WHAT YOU HAVE TO DO - Write out all of the data without omission, exactly as shown.

(Items from a dataset)
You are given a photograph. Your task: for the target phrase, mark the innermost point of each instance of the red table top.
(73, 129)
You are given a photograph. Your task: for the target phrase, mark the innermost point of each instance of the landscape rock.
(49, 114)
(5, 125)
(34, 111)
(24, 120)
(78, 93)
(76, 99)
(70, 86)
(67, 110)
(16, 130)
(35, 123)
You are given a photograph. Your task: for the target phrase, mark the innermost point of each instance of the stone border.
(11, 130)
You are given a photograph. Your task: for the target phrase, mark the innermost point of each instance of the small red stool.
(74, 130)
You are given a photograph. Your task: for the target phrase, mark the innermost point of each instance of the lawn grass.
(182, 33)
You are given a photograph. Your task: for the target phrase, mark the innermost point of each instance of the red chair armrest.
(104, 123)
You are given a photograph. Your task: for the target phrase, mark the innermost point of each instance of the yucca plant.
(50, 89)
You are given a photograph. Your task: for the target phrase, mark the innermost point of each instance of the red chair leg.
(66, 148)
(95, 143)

TASK RESPONSE -
You are given a photograph. Your task: for the target phrase, mark the innermost point of each instance of the red table top.
(73, 129)
You are given a photograph. Your task: for the target phrase, mark the innermost point of each instance of the landscape rock.
(49, 114)
(5, 125)
(34, 111)
(24, 120)
(78, 93)
(76, 99)
(70, 86)
(67, 110)
(16, 130)
(35, 123)
You are given a photograph. Your task: for the target phrase, mark the innermost point of each instance of the stone border.
(11, 130)
You are given a photograph. Your task: for the target phrase, mark the innermost point of each instance of the small red stool.
(74, 130)
You are given a photograph. Your task: for the target phrase, mark the innermost point of each instance of the lawn grass.
(182, 33)
You are given a photograph. Your task: for the target phrase, mark the innermost point of each instance of the red chair armrest.
(104, 123)
You are given a photograph. Your task: for the target phrase, mark the innermost point of each instance of the yucca plant.
(50, 89)
You are given a photograph. Your task: for the target phrase, mark the innermost point of each instance of the red chair leg.
(66, 148)
(95, 143)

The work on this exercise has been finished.